Task goal = In the records below, find the line containing "identify every leafy" and print it and every line after it exactly, through the end. Skip pictures.

──────── Provided entries ────────

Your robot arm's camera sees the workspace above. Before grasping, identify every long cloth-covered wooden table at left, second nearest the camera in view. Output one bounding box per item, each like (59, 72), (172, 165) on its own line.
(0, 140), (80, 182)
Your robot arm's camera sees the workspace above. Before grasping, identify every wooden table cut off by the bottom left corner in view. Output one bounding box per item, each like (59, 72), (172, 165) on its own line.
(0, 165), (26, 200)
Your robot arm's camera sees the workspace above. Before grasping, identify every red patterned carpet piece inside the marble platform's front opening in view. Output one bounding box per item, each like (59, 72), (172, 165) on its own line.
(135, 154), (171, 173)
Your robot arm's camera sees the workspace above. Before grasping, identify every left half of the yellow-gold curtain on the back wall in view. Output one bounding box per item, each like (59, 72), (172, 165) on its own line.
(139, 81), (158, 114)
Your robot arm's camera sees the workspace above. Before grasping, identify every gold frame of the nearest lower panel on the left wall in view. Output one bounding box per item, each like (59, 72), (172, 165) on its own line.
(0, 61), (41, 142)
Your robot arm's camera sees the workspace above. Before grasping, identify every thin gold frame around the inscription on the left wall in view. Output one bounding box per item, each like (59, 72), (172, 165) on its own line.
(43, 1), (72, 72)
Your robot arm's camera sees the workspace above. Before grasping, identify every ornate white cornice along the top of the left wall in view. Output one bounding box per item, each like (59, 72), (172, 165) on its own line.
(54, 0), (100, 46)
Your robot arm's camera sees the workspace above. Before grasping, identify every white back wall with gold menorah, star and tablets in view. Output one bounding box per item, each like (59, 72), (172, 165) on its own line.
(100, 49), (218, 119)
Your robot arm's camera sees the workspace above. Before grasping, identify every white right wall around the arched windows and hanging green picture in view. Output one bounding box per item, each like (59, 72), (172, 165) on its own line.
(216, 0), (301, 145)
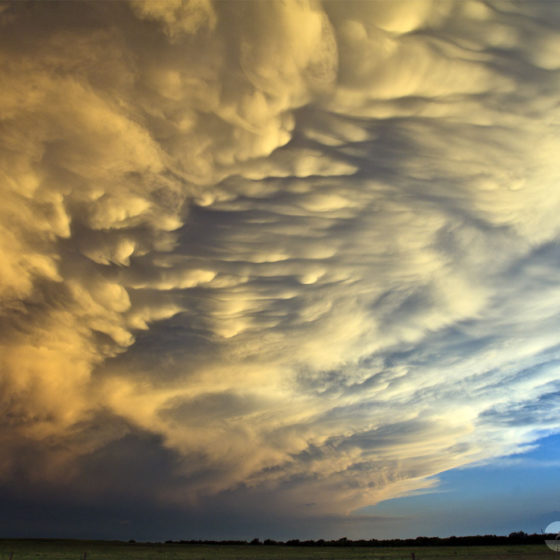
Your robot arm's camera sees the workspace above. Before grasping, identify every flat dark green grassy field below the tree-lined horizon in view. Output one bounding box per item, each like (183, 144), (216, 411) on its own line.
(0, 540), (560, 560)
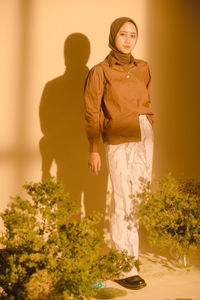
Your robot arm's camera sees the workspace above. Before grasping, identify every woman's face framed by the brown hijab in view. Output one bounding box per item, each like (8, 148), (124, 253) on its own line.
(115, 22), (137, 54)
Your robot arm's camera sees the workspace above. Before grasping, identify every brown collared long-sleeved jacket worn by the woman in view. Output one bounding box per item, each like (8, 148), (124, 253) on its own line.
(84, 55), (154, 152)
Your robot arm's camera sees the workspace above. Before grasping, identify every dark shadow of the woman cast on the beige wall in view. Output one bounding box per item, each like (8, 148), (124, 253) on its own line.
(39, 33), (107, 230)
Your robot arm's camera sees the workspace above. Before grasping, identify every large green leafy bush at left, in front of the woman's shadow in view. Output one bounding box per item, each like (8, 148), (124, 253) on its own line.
(0, 178), (134, 300)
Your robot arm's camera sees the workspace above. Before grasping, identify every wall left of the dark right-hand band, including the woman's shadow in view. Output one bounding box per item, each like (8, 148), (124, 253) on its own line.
(0, 0), (146, 232)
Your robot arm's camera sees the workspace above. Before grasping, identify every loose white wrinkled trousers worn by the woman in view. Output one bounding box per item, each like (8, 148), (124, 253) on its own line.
(105, 115), (154, 278)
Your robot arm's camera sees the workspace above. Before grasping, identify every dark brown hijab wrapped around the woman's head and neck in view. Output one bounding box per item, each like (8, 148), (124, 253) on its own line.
(108, 17), (138, 65)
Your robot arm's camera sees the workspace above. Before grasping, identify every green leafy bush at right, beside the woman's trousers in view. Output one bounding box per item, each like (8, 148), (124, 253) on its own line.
(131, 173), (200, 255)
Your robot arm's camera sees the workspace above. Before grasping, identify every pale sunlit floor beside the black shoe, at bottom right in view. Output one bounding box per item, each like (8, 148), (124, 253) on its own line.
(92, 251), (200, 300)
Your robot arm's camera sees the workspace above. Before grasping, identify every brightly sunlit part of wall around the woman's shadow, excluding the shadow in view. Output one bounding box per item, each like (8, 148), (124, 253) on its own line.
(0, 0), (146, 232)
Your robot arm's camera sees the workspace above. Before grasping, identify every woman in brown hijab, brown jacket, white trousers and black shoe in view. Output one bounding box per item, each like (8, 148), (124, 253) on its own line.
(84, 17), (154, 289)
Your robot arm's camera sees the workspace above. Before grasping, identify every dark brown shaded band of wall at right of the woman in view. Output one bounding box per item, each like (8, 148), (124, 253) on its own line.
(146, 0), (200, 179)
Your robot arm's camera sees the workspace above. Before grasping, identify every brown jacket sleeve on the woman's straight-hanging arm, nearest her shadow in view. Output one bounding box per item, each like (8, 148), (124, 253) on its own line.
(84, 65), (104, 152)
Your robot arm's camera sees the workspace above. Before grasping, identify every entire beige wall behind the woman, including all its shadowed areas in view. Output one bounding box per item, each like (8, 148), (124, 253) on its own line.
(0, 0), (200, 232)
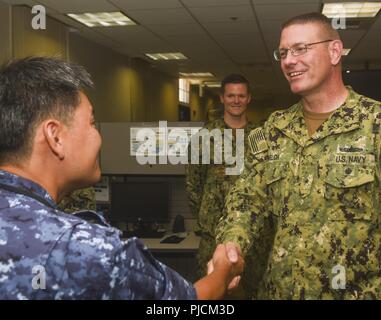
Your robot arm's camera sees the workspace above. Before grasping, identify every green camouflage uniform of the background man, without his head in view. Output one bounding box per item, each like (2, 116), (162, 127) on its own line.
(186, 119), (273, 299)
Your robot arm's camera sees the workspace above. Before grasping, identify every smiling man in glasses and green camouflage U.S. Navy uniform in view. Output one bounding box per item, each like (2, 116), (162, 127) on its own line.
(214, 13), (381, 299)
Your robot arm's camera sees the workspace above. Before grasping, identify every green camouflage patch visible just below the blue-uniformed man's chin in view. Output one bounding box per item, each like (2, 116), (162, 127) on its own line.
(58, 187), (96, 213)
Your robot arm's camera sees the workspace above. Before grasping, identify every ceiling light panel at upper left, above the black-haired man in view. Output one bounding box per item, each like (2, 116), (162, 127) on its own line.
(67, 12), (136, 27)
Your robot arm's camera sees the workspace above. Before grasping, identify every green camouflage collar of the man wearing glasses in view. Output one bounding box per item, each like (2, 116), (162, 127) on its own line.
(274, 86), (360, 146)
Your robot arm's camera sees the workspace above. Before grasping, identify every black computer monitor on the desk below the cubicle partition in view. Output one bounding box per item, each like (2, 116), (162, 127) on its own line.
(110, 181), (170, 223)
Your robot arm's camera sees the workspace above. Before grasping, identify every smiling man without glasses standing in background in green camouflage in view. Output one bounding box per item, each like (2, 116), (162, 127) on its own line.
(186, 74), (272, 298)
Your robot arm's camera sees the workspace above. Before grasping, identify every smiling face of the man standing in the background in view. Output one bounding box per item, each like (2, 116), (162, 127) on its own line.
(220, 83), (251, 117)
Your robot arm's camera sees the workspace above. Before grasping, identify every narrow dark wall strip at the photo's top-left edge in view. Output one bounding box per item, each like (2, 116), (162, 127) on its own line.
(0, 2), (12, 64)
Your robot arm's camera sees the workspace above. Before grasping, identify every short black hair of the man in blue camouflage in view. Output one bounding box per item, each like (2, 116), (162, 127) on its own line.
(0, 57), (93, 164)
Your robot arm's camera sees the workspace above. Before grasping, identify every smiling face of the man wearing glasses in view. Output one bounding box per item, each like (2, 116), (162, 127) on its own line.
(279, 23), (332, 96)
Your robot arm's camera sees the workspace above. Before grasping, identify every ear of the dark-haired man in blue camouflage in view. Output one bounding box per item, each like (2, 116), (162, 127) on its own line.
(42, 119), (66, 160)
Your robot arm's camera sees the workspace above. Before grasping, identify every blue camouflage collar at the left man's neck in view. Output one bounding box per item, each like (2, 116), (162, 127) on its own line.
(0, 170), (57, 208)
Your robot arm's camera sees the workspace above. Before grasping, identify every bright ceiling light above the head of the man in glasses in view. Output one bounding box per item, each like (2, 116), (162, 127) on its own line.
(322, 2), (381, 18)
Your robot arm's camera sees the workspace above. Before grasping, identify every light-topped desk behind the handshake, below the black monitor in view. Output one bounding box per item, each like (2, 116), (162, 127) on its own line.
(140, 232), (200, 282)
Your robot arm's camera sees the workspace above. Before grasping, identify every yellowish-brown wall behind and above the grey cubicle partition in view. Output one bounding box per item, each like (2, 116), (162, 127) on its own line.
(69, 33), (178, 122)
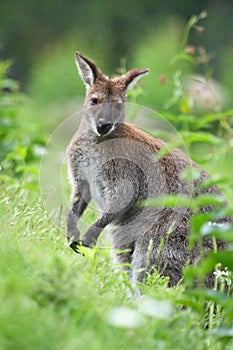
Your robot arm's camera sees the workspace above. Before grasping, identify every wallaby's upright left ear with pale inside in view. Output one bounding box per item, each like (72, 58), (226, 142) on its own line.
(76, 52), (100, 88)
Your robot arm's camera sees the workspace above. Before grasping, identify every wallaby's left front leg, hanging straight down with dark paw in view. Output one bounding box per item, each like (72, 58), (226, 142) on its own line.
(67, 182), (91, 251)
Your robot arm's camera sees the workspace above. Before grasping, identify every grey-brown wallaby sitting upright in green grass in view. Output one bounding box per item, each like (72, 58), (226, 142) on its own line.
(67, 53), (228, 286)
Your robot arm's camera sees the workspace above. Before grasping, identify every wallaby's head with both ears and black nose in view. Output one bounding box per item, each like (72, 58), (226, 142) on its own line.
(76, 52), (149, 137)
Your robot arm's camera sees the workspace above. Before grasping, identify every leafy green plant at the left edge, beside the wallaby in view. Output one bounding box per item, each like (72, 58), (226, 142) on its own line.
(0, 61), (44, 188)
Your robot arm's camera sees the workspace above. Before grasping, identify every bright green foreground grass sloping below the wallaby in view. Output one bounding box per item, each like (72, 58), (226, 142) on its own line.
(0, 187), (232, 350)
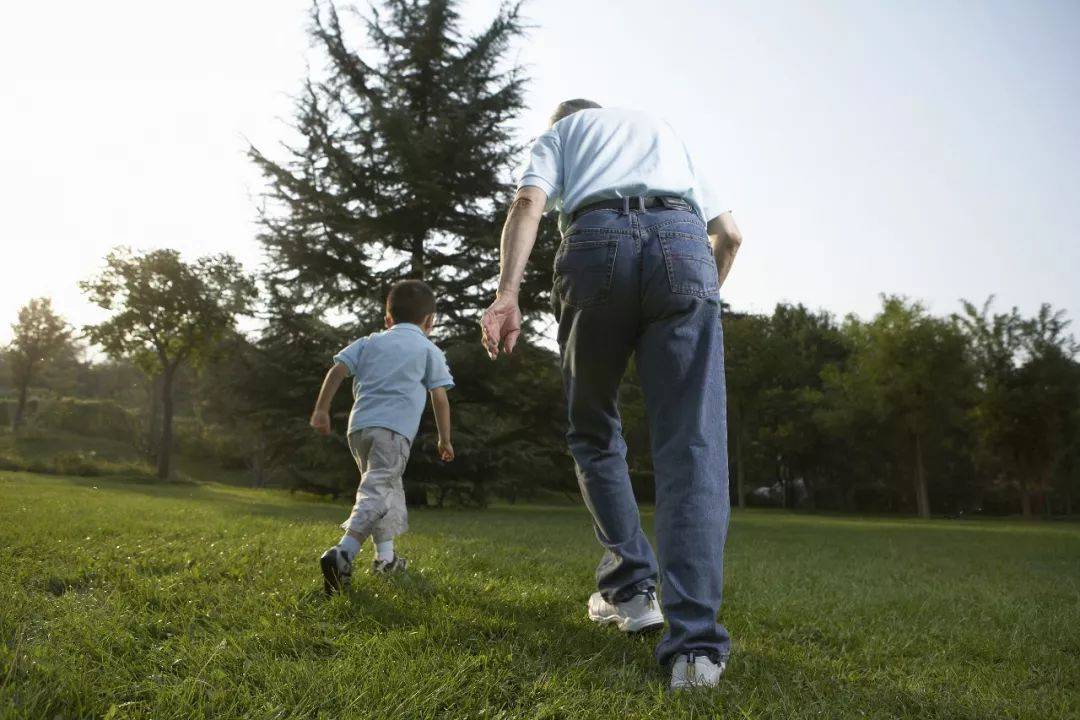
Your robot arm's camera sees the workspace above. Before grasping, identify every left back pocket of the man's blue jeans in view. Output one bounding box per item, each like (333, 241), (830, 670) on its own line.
(552, 232), (619, 308)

────────

Expected answer =
Your robot arm's camera sees the workspace above. Before grasping, identify every leafy green plant at the left edge, beside the wallaby in view. Output one bounding box per item, each like (72, 58), (226, 142) on its own line.
(0, 61), (44, 188)
Your robot arm's camera sees the workspace above. Before grasping, identify every bright green foreground grass sloping below the wallaby in view. Output one bounding box per item, each like (72, 58), (226, 142) on its own line.
(0, 187), (232, 350)
Your robot arm's camera sees the workspace above. Before grasping, identify every left back pocket of the man's blue jeans in view. Output one bounding box per item, each like (333, 241), (830, 670) on its own line.
(552, 232), (619, 308)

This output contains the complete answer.